### PROBLEM TO WORK ON:
For each statement, state yes or no according to whether it agrees with the press release on replacing the Northport VA director, and quote the words from the press release that decide it: (a) Two cooling towers failed on February 24, 2017. (b) The VA answered Congressman Zeldin's first letter in writing on March 6, 2017. (c) Congressman Zeldin asked that the new director be recruited from within the Northport VAMC system.

Rep. Zeldin Sends Follow-Up Letter to Sec. Shulkin on Replacement of Northport VA Director
Washington, DC - Congressman Lee Zeldin (R, NY-1) sent a follow-up letter to Dr. David Shulkin, Secretary of the Department of Veterans Affairs (VA), regarding the replacement of Northport VAMC’s Director, Mr. Phil Moschitta, who retired effective April 1, 2017.
Last month, on March 6, 2017, Congressman Zeldin sent a letter to Dr. Shulkin calling for a speedy replacement of Mr. Moschitta. Congressman Zeldin requested that the VA recruit a new facility director from outside the Northport VAMC system. For more information, click here. On March 22, 2017, the VA responded to the Congressman in writing, which can be viewed here. 03.22.17_Response letter re Medical Center Director vacancy at the Northport VAMC.pdf
The full text of Congressman Zeldin’s follow up letter is below and available online here. Northport Letter.pdf
The Honorable Dr. David Shulkin
U.S. Department of Veterans Affairs
810 Vermont Avenue, NW
Washington, DC 20420
Dear Secretary Shulkin,
Thank you for your response of March 22, 2017. However, I believe it does not go far enough in addressing the most pressing issues that I brought up in my initial letter. I promised the veterans of my congressional district that I would make their needs a priority and they are holding me to that promise by demanding accountability for our VA medical center.
Throughout the years, I have heard high praise from many veterans across Long Island who have had nothing but a very positive experience at the Northport VAMC; however, there have been specific and very serious allegations that have been made to my office, which cannot be ignored. Since we began hearing from patients and employees in 2015, we have seen very little effort to actually address and fix the recurring issues at Northport VAMC. The facility infrastructure problems are apparent. House Veterans Affairs Committee Chairman Phil Roe expressed wide ranging concerns about management of the facilities in his April 6, 2017 letter, and I am committed to continuing to work with him to investigate the root causes of these problems. Disappointingly, when those facility issues affect patient care and employee welfare, communication from the VA has not been timely. As of today, my office has received no update to a March 1, 2017 e-mail detailing the failure of two cooling towers on February 24, 2017 that provided chilled-air to critical areas. This delay and subsequent lack of follow-up causes me to be concerned about a growing lack of transparency between the medical center, patients, staff and local congressional offices.
My office receives ongoing reports of substandard working conditions, from environmental hazards to disrespectful treatment by supervisors and service heads. We continually hear allegations of poor air quality which, reportedly, resulted in employees becoming sick or leaving Northport altogether to protect their health. Verbal abuse, disparaging remarks about race, sexual identity and disability and retaliation, including threats and damage to property, have also been documented by my office.
These continue to be the types of issues my office fields on a regular basis. My hope would be that the new Northport VAMC administration would come with fresh ideas about how best to deal with these pervasive problems. The "minimum qualifications" are simply not good enough to address the myriad needs there.
You mentioned in your letter that one nominee would be selected for each medical center from the best-qualified candidates interviewed. Would you please provide more details about the selection process for a Director-level role? Is there a minimum required time of service in a similar managerial-type role? Who ultimately is responsible for selecting the final candidate? While experience is certainly an important characteristic for the next medical center administration, transparency, accountability and communication are very much as well. I would hope that the next Director of Northport VAMC would have the willingness to make an honest assessment of the center’s deficiencies and be given the flexibility to take corrective action including terminating problem employees and putting an end to the alleged culture of intimidation and retaliation.
To that end, I would suggest that the very subjects in this letter are brought up at some point before a final selection is made to ensure that we are getting an administrator who is ready to take on these challenges and who is equipped with information and support from all stakeholders in order to be successful from day one.

### DATASET:
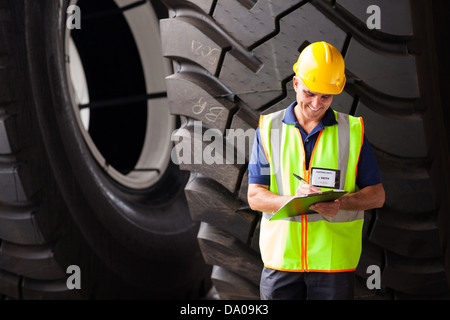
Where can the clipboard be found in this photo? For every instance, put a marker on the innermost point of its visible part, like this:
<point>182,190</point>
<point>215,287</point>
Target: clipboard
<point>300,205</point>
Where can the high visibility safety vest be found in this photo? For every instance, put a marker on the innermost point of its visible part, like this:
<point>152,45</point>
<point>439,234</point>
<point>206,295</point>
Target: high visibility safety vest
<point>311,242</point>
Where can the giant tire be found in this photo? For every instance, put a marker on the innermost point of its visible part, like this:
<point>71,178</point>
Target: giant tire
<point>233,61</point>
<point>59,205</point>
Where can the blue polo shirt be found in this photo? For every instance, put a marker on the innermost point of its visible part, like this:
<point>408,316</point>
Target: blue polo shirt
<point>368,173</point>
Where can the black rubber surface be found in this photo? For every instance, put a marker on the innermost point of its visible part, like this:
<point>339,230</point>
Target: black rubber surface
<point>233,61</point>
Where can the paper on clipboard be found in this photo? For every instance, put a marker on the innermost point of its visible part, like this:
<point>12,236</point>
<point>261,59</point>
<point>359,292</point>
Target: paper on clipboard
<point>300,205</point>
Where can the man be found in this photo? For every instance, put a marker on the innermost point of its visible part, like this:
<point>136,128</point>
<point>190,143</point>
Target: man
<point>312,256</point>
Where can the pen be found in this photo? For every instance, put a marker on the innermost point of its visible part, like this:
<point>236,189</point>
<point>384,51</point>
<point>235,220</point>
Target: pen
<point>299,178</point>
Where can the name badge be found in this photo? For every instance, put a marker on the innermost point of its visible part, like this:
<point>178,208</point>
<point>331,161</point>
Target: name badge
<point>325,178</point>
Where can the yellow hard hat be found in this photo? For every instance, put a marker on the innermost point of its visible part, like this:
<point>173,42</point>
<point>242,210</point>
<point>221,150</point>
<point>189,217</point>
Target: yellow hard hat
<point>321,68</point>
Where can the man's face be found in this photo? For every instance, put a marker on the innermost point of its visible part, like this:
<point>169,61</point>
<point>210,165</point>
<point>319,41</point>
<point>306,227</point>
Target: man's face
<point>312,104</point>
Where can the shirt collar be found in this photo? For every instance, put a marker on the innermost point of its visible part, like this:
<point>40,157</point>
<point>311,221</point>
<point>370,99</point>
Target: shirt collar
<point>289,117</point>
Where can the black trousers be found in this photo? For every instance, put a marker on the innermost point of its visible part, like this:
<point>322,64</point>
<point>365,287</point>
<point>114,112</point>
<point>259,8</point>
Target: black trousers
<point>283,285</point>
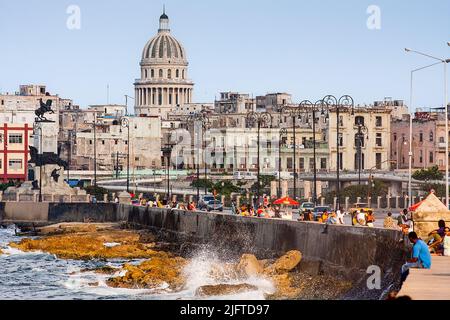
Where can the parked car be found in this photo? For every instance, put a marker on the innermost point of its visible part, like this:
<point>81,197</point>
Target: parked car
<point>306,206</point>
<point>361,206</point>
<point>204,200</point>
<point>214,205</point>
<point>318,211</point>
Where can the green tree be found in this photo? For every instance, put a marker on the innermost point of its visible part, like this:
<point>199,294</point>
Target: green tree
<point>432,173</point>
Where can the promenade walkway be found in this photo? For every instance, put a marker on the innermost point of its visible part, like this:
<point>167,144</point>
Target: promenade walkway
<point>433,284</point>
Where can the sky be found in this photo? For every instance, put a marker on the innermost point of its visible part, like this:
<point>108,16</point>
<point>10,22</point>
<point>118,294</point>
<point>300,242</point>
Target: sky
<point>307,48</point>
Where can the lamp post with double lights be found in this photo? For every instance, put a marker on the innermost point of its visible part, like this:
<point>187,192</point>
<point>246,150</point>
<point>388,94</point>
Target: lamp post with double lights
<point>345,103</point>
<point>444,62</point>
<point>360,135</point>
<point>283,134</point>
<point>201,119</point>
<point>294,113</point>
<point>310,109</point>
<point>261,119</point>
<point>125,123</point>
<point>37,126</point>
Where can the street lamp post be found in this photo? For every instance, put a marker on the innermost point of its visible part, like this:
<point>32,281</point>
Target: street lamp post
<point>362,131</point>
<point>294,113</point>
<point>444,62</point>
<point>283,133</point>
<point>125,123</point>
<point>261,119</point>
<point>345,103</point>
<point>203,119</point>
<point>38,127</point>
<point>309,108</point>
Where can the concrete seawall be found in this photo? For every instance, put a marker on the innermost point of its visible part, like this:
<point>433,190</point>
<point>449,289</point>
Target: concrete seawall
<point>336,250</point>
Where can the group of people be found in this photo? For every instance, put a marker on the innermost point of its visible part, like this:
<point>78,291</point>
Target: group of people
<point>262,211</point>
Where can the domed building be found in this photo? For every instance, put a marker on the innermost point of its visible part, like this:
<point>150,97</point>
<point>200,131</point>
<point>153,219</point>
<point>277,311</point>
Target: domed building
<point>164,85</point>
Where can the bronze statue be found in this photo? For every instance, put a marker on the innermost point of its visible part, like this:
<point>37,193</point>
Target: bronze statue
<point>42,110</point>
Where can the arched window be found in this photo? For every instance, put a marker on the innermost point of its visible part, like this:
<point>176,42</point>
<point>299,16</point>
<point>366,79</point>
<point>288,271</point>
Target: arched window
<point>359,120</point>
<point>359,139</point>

### SOLUTION TO THIS EXERCISE:
(a) Yes: "the failure of two cooling towers on February 24, 2017"
(b) No: "On March 22, 2017, the VA responded to the Congressman in writing"
(c) No: "recruit a new facility director from outside the Northport VAMC system"